### Problem statement
Copy the line with "Keypoint placement rule: for each instance of the yellow" and all lines following it through the last line of the entries, exactly as written.

Start of Input material

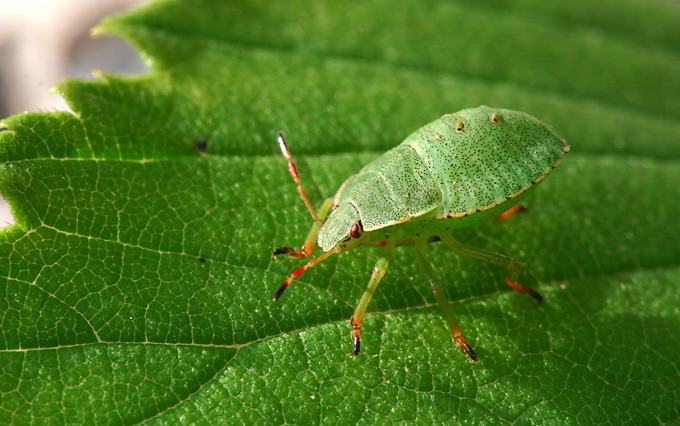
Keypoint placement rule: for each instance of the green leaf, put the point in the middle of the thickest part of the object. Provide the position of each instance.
(137, 282)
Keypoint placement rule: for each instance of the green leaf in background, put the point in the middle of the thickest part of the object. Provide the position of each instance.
(137, 283)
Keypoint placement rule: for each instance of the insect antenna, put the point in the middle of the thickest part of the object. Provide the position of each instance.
(300, 270)
(296, 177)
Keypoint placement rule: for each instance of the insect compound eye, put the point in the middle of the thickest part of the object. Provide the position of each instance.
(355, 230)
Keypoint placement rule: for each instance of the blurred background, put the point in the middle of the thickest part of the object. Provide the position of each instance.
(43, 42)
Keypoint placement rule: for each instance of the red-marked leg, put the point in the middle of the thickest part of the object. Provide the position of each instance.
(357, 318)
(443, 302)
(517, 208)
(293, 172)
(310, 240)
(300, 270)
(501, 260)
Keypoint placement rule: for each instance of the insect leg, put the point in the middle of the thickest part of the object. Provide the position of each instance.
(302, 269)
(506, 262)
(444, 304)
(358, 316)
(293, 172)
(308, 245)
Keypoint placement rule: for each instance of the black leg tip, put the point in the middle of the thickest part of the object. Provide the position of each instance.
(357, 346)
(471, 353)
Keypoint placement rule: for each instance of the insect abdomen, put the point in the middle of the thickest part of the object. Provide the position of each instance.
(481, 157)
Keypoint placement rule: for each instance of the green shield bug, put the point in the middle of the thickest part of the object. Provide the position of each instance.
(452, 173)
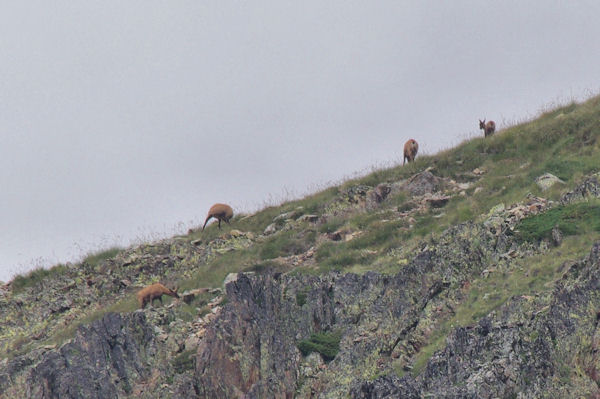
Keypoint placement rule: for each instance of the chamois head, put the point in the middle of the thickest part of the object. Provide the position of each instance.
(488, 128)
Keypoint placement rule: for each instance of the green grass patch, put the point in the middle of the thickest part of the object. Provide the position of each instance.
(96, 258)
(325, 343)
(530, 276)
(571, 219)
(35, 277)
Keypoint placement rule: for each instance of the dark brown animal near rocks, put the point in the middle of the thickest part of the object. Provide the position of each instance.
(152, 292)
(221, 212)
(488, 128)
(410, 151)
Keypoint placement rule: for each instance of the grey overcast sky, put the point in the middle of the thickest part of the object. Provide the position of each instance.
(125, 120)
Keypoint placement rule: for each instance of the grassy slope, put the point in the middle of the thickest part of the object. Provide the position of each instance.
(563, 142)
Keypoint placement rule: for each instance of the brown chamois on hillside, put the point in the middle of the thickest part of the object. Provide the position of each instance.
(488, 128)
(410, 151)
(220, 212)
(152, 292)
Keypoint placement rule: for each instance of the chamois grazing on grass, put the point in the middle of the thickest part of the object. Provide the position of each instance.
(410, 151)
(488, 128)
(152, 292)
(219, 211)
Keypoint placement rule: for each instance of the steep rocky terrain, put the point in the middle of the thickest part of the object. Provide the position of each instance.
(473, 273)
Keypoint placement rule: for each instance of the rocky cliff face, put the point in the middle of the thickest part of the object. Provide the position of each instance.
(379, 330)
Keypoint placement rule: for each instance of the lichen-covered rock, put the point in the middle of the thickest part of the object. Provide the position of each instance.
(424, 182)
(589, 187)
(547, 180)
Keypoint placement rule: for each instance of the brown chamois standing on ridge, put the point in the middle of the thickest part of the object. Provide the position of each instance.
(220, 212)
(152, 292)
(488, 128)
(410, 151)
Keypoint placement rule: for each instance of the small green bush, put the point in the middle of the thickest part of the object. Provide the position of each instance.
(325, 343)
(35, 276)
(571, 219)
(96, 258)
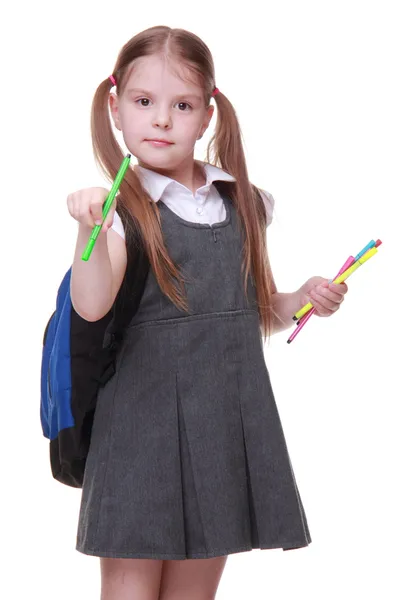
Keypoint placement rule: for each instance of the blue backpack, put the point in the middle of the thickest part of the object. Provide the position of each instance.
(79, 356)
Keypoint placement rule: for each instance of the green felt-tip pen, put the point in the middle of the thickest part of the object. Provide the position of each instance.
(106, 206)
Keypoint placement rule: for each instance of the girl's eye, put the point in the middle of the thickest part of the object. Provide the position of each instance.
(183, 104)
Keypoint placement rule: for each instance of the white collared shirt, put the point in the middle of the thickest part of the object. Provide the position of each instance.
(205, 206)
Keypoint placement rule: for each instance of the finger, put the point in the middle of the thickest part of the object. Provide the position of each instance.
(96, 211)
(109, 218)
(324, 302)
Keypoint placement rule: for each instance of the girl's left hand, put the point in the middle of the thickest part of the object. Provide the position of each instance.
(325, 297)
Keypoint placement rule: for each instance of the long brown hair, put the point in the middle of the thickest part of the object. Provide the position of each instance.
(224, 150)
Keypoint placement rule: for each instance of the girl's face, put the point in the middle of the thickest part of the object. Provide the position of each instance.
(157, 104)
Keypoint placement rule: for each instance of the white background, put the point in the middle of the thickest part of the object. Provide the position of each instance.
(316, 89)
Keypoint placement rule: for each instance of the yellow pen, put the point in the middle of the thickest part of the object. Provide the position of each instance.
(340, 279)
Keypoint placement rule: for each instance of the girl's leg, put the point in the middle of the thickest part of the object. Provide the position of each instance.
(192, 579)
(128, 578)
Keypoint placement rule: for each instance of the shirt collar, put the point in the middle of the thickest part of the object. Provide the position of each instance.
(155, 184)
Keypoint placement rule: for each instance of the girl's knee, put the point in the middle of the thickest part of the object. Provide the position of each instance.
(197, 579)
(127, 578)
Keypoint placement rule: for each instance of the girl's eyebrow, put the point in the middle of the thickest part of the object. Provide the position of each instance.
(147, 93)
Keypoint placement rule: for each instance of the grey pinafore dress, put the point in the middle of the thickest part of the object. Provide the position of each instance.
(188, 457)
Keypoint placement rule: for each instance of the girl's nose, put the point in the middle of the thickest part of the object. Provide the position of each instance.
(162, 120)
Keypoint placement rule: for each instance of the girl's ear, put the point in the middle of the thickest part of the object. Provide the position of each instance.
(207, 119)
(113, 103)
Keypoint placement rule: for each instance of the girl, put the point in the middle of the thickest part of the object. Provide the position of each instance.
(188, 458)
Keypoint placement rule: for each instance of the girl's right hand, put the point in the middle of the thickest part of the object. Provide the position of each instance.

End of Input material

### Result of the exercise
Keypoint placement rule: for each instance of the yellow pen, put the point in the middle of the thickest part of the object. Provide the position of each instance.
(340, 279)
Keypoint placement rule: for each instance of the girl's leg, put the point in the middle of the thickest part of the object. Provide the position of each instance.
(192, 579)
(128, 578)
Keypoint placement rule: for each instance of the shirt collar, put the point in the middle of the thickest part of the object. Provide the position of each instance.
(155, 184)
Keypoint placement rule: for each instance of the girl's knee, put the point in the middle of the thickest part of the object. Provide the position of each instance.
(197, 579)
(127, 578)
Keypoint placement rule: for each instance of the girl's eyebrow, put the point in the middle of the thickest part of the object. Provide the position of each instance.
(147, 93)
Keypoint placement rule: for each instance of the grey pinafore dress, put the point in the middle of the thickest part of the object. Provide the position of each instance.
(188, 457)
Keypoint placement rule: for each instance of the girl's nose, put the point in the middle of the thickest part of the object. Provide the position of each instance.
(162, 120)
Keypoint placement rule: for each instance of the girl's ear, put the point in the middle of the thickest part of the object. Provide the position of each instance.
(207, 119)
(113, 103)
Keypoint placement rule: for each instance of the girl, put the point in the middle of the thickest part of the object. Provide the position of each instance.
(188, 458)
Keypoint placement rule: for each instance of the girl's right hand, put the point in the middle of the thickest part of the object. Provide the position of each instance.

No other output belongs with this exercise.